Оформите все приведённые ниже данные в виде JSON-списка строк, где каждой строке данных соответствует одна строка списка. Пустые строки опустите.
===============
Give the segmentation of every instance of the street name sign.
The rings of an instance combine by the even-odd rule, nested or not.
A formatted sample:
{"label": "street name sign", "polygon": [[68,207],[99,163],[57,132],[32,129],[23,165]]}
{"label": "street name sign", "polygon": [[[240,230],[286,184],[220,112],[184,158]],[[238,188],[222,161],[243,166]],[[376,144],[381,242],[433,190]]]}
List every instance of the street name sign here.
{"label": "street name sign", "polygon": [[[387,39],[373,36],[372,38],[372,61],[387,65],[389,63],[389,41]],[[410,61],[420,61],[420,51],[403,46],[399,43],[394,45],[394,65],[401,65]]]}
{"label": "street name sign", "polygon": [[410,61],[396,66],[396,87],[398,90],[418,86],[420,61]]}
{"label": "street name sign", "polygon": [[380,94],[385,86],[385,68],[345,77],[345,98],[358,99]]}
===============
## Результат выполнения
[
  "Give the segmentation of every instance of the street name sign.",
  "The rings of an instance combine by the even-odd rule, nested or not.",
  "A formatted sample:",
  "{\"label\": \"street name sign\", \"polygon\": [[68,207],[99,163],[57,132],[32,129],[23,165]]}",
  "{\"label\": \"street name sign\", \"polygon\": [[[240,230],[286,184],[220,112],[184,158]],[[238,188],[222,161],[243,166]],[[376,144],[381,242],[433,190]]]}",
  "List every instance of the street name sign here.",
  "{\"label\": \"street name sign\", \"polygon\": [[[387,39],[373,36],[372,38],[372,61],[387,65],[389,63],[389,41]],[[410,61],[420,61],[420,51],[403,46],[399,43],[394,45],[394,65],[401,65]]]}",
  "{\"label\": \"street name sign\", \"polygon\": [[410,61],[396,66],[396,87],[398,90],[418,86],[420,61]]}",
  "{\"label\": \"street name sign\", \"polygon\": [[380,94],[385,86],[385,68],[345,77],[345,98],[358,99]]}"
]